WHAT IS EXPECTED
Repeat everything from the line containing "Where can the twig" down to the line containing "[232, 1166]", including both of those lines, with nothing changed.

DATASET ENTRIES

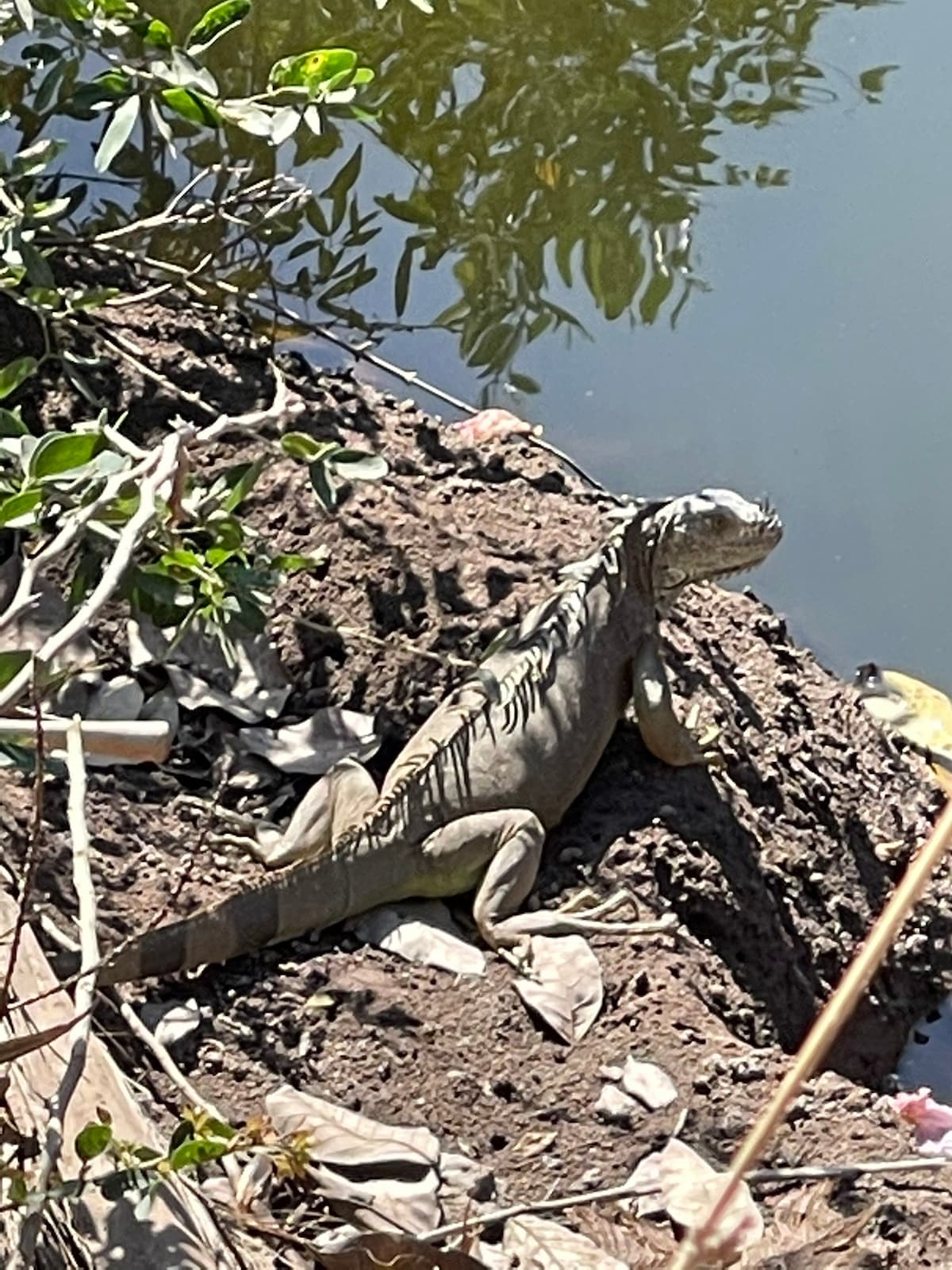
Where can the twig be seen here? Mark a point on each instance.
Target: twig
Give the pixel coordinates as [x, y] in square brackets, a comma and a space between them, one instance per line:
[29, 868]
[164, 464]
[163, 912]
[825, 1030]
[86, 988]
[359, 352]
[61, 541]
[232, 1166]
==
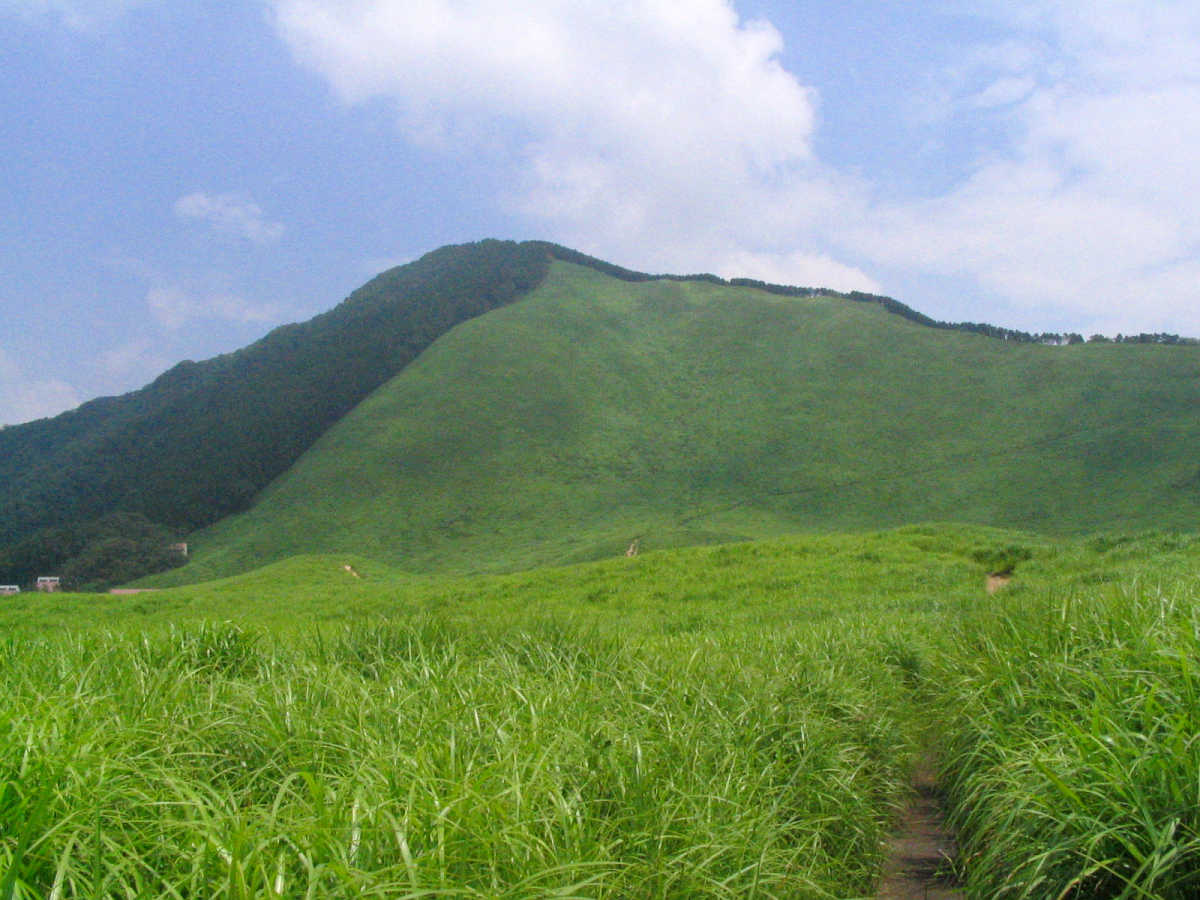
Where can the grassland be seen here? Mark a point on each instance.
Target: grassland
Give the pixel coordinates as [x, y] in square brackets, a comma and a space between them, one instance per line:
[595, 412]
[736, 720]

THE COMPLETED TASK
Where can the twig be seen here? Mark a point on each instance.
Target: twig
Give the pixel coordinates as [x, y] in square brackets, a comma and a space between them, one instance per line:
[29, 868]
[164, 464]
[163, 912]
[825, 1030]
[86, 988]
[359, 352]
[61, 541]
[232, 1166]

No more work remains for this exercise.